— START OF Records for this exercise —

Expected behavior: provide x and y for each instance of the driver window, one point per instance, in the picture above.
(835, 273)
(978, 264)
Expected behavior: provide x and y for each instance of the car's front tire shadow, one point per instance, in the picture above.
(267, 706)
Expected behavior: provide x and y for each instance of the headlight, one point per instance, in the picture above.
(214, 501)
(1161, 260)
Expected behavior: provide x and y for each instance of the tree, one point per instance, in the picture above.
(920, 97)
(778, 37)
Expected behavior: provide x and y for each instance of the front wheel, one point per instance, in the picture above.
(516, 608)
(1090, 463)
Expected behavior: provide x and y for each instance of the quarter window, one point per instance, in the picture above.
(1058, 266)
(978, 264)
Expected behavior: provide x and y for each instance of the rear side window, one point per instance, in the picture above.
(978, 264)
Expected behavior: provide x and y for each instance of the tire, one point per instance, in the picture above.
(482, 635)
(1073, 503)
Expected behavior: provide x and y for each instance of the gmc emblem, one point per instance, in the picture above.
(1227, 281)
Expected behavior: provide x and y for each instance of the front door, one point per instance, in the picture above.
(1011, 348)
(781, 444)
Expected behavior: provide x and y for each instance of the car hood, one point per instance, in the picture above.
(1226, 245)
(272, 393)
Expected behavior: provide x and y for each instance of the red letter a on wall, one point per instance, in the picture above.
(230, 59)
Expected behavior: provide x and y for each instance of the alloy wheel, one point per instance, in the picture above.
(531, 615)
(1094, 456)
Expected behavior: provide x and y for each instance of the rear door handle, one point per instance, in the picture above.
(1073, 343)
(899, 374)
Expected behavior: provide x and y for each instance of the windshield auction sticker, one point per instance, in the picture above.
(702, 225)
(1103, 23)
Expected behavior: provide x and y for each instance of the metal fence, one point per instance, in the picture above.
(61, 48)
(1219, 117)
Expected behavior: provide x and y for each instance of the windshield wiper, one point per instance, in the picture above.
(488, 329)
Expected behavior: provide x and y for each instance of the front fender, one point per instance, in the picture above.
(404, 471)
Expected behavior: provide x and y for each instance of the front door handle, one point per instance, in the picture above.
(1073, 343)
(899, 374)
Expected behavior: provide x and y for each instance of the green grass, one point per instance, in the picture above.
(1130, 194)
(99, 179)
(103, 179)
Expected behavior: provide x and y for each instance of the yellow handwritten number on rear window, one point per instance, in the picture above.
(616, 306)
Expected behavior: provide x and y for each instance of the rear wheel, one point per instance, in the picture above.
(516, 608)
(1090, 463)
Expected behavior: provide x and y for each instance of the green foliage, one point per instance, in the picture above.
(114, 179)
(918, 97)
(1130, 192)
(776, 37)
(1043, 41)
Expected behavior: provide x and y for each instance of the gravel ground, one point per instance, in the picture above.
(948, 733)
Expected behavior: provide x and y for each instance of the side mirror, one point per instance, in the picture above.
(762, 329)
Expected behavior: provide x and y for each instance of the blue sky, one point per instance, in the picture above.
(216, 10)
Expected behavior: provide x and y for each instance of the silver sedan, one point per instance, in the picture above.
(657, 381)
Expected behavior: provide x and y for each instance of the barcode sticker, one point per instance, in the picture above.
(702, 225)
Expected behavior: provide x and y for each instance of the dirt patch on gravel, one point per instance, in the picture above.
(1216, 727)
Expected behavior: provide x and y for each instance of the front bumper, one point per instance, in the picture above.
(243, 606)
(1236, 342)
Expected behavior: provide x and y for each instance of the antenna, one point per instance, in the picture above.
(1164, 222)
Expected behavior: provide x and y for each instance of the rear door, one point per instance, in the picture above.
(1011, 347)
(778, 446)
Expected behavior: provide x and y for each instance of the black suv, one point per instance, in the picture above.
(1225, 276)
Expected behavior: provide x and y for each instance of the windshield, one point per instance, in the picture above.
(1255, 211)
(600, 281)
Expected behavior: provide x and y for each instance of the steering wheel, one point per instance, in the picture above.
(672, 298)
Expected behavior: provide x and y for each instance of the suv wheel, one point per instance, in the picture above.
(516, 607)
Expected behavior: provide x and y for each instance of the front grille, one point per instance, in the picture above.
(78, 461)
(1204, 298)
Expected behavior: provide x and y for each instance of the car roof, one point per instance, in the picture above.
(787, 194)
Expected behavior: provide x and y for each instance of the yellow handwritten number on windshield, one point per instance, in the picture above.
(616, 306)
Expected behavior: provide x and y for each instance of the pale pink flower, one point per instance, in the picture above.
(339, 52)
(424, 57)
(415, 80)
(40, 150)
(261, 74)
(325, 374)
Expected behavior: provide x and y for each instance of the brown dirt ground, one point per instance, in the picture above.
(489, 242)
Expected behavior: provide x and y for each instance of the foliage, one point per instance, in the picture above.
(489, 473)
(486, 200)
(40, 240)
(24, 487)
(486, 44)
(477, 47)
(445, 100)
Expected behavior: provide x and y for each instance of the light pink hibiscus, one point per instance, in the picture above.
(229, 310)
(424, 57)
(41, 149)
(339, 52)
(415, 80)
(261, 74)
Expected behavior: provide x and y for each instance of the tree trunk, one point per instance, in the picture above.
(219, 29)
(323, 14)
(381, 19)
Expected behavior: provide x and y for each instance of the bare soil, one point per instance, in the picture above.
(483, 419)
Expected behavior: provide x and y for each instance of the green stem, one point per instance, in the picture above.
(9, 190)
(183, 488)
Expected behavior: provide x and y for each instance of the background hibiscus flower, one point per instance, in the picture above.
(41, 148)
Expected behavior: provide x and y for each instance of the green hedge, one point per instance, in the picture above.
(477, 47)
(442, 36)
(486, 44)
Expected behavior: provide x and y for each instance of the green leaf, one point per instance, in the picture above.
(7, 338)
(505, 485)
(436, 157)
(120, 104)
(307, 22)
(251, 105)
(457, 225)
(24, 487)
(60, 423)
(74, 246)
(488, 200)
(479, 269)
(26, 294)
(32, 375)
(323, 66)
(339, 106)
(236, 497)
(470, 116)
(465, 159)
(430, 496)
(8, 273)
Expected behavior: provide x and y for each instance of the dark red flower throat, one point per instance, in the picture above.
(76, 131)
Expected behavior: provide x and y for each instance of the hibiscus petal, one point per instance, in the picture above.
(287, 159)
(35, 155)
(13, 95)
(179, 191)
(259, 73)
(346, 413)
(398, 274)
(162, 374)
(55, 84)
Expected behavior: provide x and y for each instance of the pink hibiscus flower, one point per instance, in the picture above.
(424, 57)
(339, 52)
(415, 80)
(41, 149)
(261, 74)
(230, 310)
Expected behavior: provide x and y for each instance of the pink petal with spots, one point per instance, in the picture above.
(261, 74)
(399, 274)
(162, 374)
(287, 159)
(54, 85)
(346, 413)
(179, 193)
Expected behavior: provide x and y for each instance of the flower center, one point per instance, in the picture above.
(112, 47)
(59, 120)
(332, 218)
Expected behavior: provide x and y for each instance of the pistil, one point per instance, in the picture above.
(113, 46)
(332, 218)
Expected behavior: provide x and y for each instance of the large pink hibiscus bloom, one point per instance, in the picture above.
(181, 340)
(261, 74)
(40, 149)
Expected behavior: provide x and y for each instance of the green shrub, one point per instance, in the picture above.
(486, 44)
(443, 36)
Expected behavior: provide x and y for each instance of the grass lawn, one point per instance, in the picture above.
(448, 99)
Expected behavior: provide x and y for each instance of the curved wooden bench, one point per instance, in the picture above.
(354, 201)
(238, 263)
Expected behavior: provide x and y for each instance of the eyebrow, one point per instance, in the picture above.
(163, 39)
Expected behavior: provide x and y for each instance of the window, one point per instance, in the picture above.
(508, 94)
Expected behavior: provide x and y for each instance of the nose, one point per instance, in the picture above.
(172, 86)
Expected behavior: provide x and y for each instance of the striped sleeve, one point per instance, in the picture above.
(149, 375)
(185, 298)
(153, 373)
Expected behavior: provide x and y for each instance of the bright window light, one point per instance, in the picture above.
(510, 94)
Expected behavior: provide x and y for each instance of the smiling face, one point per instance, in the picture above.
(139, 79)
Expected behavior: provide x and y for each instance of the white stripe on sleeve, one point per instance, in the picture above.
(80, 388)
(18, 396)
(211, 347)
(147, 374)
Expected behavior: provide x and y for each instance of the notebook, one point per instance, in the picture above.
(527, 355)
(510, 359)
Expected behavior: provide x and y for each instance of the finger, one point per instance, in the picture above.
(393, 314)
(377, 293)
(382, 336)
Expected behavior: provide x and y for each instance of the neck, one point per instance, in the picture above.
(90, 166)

— END OF Records for this exercise —

Copy the items again, starting at the line that contains "rear door handle, one" and ending after the line that contains "(1219, 117)", keep each line as it is, and scale every coordinate in the answers by 2.6, rounding to whole numbers with halves rounded up.

Expected behavior: provide x and y for each instance of the rear door handle, one point per instance, in the picture above.
(2790, 892)
(2337, 972)
Expected behavior: provide x and y for each instance of the windshield auction sticker, one point per instance, in the picture above.
(1825, 585)
(2868, 60)
Expected behavior: provide x and y for each instance of the metal fence, one point per instance, in the picture above.
(159, 125)
(3169, 304)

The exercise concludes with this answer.